[Dataset records]
Start
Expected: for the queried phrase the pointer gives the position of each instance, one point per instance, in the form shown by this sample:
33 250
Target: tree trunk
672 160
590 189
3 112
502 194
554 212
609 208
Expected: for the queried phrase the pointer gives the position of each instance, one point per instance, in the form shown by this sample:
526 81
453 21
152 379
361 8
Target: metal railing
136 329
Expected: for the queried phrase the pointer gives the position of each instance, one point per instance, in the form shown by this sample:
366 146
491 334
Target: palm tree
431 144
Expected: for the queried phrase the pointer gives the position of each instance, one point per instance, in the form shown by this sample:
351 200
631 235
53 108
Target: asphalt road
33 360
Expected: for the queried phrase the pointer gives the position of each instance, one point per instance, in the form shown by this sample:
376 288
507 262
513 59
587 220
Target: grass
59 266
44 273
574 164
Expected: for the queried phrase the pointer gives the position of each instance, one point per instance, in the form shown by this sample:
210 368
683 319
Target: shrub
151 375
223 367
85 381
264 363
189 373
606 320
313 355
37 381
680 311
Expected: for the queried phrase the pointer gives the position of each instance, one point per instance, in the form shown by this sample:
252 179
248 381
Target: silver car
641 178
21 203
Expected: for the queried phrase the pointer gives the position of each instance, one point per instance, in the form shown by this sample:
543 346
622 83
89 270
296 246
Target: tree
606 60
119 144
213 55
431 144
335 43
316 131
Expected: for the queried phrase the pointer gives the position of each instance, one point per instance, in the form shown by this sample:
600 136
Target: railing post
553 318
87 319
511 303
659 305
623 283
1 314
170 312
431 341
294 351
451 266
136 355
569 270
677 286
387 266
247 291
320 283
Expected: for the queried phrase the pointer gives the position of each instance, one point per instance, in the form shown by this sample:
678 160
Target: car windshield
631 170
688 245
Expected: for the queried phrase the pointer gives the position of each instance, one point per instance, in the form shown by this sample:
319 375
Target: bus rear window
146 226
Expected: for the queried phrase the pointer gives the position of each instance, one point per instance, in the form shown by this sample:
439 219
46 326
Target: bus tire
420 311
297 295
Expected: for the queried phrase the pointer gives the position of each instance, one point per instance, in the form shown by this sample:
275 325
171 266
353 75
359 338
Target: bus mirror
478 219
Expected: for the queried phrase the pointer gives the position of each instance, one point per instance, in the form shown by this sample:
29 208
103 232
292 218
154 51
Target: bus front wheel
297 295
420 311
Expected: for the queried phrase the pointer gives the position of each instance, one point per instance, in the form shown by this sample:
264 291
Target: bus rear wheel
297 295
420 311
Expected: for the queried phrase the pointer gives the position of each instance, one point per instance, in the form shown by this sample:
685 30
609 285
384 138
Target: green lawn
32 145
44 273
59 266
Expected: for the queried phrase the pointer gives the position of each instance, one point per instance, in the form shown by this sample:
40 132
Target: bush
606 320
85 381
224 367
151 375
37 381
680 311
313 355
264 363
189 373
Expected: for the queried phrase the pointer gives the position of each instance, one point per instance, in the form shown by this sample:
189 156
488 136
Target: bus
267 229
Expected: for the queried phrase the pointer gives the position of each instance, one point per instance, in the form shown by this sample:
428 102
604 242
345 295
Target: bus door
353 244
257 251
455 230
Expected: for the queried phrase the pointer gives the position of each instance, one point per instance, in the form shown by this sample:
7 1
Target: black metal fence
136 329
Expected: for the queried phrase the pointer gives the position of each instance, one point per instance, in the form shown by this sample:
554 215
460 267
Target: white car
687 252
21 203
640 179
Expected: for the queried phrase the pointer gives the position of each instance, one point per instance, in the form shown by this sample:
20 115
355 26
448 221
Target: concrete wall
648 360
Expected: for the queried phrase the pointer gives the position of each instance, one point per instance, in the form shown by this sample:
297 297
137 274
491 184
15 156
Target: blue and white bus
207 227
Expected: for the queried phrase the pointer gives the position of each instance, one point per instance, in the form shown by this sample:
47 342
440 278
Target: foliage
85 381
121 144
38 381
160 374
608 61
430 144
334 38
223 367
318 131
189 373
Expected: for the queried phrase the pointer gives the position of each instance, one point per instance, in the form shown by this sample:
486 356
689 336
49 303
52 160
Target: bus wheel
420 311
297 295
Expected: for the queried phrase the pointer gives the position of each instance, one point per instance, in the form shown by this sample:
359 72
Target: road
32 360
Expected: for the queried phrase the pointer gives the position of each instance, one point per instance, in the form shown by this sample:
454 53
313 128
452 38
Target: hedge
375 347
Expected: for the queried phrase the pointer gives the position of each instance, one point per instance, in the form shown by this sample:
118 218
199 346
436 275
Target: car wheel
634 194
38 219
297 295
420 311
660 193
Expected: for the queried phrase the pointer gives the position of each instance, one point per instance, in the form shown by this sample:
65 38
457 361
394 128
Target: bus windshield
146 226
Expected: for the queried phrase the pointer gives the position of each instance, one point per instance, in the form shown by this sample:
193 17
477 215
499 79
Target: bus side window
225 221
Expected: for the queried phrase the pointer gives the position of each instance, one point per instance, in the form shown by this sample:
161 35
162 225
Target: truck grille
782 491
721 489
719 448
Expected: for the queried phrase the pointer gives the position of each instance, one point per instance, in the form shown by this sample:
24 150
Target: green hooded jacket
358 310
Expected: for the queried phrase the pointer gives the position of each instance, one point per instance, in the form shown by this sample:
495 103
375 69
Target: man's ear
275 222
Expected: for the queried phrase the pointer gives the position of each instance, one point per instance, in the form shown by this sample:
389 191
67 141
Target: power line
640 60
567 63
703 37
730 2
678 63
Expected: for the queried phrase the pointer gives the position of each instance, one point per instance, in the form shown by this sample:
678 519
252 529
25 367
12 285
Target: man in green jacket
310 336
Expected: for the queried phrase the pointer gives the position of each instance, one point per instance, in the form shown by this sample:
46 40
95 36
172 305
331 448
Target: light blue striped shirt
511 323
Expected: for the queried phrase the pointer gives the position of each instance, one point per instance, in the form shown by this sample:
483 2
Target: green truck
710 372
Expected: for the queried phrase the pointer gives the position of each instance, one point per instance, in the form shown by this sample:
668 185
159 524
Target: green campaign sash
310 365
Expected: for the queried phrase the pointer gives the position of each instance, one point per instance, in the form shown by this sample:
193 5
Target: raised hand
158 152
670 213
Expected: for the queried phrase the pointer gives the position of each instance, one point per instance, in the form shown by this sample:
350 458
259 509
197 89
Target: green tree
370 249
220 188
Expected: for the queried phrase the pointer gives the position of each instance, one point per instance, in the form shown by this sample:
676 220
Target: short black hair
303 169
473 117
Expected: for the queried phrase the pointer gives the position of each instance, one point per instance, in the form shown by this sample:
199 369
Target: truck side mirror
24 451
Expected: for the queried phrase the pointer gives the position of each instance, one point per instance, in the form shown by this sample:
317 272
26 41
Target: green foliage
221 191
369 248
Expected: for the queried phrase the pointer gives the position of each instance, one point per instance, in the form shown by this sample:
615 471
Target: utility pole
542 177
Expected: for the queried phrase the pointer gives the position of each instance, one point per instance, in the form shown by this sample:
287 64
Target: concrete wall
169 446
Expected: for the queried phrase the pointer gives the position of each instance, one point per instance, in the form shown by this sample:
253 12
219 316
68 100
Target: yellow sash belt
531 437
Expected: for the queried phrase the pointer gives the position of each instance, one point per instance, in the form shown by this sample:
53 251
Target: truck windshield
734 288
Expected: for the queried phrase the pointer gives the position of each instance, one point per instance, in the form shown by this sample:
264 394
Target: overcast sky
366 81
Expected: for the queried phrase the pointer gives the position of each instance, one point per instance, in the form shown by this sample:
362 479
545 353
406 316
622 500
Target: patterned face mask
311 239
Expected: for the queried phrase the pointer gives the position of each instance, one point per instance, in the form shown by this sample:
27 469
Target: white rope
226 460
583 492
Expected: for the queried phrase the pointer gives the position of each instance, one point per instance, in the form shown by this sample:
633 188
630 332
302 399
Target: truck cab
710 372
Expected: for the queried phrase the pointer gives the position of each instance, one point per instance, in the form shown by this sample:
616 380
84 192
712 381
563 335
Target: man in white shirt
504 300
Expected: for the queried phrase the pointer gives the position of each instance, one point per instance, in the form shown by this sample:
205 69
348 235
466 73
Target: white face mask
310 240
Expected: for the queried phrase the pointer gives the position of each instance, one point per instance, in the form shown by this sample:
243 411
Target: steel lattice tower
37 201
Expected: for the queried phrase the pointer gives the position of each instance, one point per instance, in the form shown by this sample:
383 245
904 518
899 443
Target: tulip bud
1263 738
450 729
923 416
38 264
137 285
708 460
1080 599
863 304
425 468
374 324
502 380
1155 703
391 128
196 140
End
Start
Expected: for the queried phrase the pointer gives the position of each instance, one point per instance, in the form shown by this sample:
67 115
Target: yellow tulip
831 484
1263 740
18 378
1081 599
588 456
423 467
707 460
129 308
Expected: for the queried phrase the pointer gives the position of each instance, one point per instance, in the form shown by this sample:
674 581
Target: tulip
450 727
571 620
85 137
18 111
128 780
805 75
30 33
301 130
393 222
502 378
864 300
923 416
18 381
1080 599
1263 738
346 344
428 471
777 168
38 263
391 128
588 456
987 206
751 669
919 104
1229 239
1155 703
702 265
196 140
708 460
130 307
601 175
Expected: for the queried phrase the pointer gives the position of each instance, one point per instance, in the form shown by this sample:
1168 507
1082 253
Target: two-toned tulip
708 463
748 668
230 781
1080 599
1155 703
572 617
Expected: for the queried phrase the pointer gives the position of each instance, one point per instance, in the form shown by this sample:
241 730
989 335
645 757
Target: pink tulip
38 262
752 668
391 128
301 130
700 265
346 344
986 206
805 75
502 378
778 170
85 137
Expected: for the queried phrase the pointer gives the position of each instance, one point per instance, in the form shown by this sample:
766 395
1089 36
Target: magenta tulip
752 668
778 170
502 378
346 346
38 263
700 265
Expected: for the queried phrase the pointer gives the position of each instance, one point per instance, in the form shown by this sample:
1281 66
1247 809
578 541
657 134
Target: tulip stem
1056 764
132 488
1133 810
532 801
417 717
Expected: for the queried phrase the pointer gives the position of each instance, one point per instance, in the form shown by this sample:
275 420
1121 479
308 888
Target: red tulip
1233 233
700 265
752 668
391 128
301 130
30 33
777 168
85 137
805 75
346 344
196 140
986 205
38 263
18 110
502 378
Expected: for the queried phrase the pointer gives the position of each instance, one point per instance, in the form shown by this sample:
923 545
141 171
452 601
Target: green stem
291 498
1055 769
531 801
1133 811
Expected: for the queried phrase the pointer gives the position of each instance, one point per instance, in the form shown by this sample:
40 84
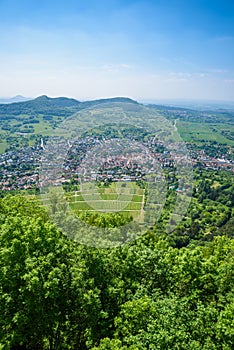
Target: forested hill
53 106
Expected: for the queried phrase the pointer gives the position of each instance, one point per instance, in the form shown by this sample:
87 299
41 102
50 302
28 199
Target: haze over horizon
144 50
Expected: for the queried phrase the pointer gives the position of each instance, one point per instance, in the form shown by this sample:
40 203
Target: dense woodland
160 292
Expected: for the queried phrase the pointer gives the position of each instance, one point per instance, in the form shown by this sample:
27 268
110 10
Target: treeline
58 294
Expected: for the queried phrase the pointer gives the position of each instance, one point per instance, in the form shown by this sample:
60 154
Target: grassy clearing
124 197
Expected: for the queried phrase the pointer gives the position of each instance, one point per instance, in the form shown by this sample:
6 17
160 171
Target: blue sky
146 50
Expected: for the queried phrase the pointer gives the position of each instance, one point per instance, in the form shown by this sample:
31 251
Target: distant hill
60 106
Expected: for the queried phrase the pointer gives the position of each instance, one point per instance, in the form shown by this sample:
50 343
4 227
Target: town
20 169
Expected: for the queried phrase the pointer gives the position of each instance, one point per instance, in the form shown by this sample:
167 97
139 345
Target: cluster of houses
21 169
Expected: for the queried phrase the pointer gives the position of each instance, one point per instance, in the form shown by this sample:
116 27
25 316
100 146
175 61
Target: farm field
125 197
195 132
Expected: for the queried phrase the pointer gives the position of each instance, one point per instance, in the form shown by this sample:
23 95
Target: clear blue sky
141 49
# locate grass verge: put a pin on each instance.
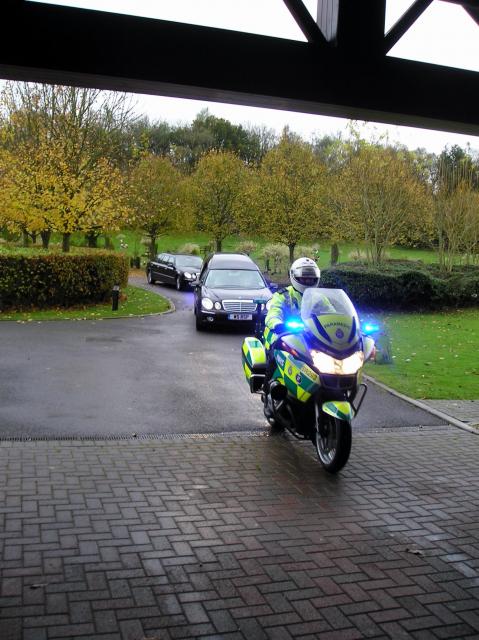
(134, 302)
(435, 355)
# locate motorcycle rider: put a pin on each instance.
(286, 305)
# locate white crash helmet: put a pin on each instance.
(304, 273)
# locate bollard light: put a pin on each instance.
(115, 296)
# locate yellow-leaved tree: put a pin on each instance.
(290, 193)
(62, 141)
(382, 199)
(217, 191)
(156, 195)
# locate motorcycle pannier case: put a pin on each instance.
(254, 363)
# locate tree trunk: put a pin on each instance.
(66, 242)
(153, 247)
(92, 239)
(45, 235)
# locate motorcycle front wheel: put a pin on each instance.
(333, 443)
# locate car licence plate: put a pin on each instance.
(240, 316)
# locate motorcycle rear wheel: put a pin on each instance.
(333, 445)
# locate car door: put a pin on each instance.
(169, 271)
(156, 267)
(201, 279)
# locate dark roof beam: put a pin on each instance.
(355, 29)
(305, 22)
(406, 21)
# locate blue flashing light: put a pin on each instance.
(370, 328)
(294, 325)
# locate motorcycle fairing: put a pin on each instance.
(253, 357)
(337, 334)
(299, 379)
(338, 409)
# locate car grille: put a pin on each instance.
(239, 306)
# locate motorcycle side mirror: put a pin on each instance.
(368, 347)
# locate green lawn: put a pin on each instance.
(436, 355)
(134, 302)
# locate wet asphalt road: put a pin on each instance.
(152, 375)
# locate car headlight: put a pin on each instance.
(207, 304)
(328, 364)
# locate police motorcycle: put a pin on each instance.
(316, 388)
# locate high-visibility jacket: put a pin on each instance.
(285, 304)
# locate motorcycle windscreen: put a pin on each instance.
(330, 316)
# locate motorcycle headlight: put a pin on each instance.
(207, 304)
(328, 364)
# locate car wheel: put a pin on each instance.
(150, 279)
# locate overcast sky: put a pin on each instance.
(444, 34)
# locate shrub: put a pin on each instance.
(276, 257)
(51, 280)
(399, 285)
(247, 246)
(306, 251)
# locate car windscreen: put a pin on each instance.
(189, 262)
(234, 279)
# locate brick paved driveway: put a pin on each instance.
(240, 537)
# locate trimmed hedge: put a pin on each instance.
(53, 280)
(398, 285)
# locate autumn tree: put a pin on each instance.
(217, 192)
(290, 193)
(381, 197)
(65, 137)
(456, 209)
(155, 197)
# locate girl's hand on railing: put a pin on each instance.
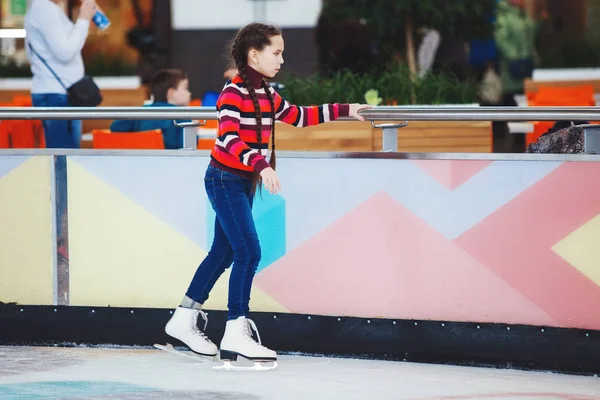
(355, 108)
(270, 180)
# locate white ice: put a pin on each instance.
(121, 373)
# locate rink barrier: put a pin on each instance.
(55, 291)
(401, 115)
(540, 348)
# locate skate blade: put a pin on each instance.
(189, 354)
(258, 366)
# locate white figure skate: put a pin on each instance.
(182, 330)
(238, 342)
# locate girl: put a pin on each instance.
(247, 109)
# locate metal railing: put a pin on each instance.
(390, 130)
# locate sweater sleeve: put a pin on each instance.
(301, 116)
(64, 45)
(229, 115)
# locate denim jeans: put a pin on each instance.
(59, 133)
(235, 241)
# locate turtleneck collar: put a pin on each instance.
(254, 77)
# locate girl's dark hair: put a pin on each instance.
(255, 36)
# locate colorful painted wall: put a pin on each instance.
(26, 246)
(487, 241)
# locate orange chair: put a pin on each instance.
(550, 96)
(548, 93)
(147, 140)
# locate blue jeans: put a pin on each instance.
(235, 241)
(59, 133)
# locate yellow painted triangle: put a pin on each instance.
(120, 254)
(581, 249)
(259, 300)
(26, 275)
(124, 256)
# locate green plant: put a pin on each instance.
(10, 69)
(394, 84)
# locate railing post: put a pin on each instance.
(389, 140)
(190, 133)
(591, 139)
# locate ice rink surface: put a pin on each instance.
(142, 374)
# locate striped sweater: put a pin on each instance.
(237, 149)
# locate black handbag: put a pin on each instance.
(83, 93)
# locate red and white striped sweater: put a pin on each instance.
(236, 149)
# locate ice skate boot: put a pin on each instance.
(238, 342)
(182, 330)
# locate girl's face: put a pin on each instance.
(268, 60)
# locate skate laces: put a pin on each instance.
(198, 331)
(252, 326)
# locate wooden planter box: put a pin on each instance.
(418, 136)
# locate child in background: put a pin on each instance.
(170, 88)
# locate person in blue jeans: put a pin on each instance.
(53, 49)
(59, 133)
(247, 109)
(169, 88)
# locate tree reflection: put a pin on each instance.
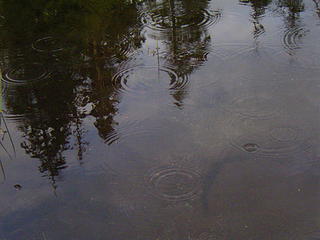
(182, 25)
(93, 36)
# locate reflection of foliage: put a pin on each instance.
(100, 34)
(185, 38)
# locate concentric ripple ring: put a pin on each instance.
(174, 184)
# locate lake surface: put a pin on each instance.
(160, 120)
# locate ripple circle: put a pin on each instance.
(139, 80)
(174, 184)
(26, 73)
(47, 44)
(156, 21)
End
Start
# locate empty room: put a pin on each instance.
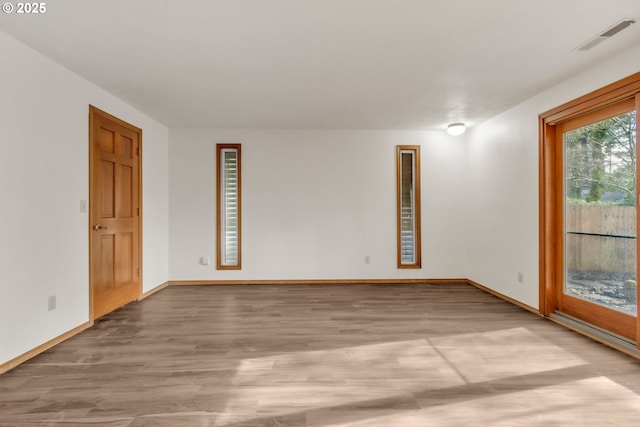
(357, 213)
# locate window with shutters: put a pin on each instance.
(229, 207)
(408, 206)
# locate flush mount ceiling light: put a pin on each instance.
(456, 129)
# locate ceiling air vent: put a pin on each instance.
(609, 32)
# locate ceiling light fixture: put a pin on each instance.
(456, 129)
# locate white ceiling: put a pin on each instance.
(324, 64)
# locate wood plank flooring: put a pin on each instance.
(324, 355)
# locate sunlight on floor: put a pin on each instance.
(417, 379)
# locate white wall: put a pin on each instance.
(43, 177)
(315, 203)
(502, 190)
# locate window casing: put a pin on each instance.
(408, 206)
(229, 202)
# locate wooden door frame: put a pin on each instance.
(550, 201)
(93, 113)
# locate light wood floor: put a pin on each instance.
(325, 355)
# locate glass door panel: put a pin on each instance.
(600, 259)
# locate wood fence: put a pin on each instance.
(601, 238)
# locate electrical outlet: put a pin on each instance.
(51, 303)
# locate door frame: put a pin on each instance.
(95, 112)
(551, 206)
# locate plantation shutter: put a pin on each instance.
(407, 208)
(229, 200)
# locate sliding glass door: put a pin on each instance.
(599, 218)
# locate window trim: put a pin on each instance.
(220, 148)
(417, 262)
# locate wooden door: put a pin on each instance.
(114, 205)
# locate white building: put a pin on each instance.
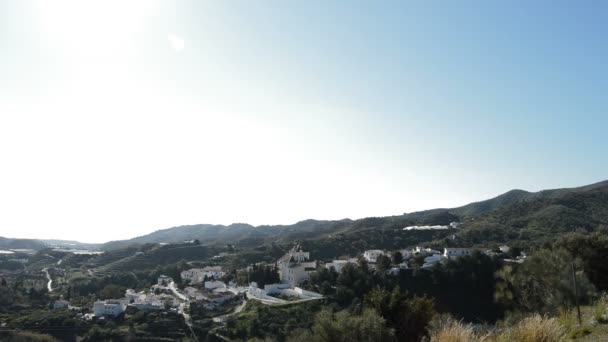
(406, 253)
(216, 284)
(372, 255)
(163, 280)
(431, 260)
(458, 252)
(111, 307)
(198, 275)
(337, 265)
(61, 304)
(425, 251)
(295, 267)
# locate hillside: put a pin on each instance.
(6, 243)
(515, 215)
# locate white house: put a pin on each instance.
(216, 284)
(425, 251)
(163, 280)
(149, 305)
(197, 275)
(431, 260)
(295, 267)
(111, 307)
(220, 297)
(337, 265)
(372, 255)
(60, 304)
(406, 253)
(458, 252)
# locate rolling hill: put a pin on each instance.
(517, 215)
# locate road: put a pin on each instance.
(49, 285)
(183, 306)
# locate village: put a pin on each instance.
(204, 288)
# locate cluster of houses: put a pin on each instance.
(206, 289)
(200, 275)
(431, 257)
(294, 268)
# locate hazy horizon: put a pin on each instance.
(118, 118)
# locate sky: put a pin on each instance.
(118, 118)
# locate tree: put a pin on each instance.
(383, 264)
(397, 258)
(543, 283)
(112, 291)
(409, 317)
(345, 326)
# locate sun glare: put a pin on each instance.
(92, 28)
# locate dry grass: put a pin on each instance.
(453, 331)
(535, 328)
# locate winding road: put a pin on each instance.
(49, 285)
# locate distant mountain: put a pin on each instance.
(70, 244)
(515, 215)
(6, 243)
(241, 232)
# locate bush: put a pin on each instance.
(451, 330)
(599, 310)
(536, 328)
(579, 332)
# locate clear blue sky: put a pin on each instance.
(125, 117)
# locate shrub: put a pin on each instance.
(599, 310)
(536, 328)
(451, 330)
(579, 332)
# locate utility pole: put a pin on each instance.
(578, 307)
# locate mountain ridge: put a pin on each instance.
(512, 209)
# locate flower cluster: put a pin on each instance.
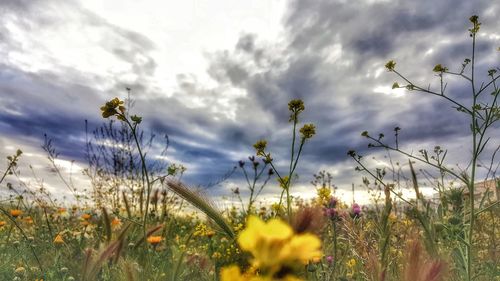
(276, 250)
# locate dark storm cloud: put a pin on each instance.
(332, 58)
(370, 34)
End
- EXERCISE AIM:
Pull out every line of the listing above that contains the string "grille", matching upper and lower case exactly.

- SOLUTION:
Target: truck grille
# locate car grille: put a pin on each instance.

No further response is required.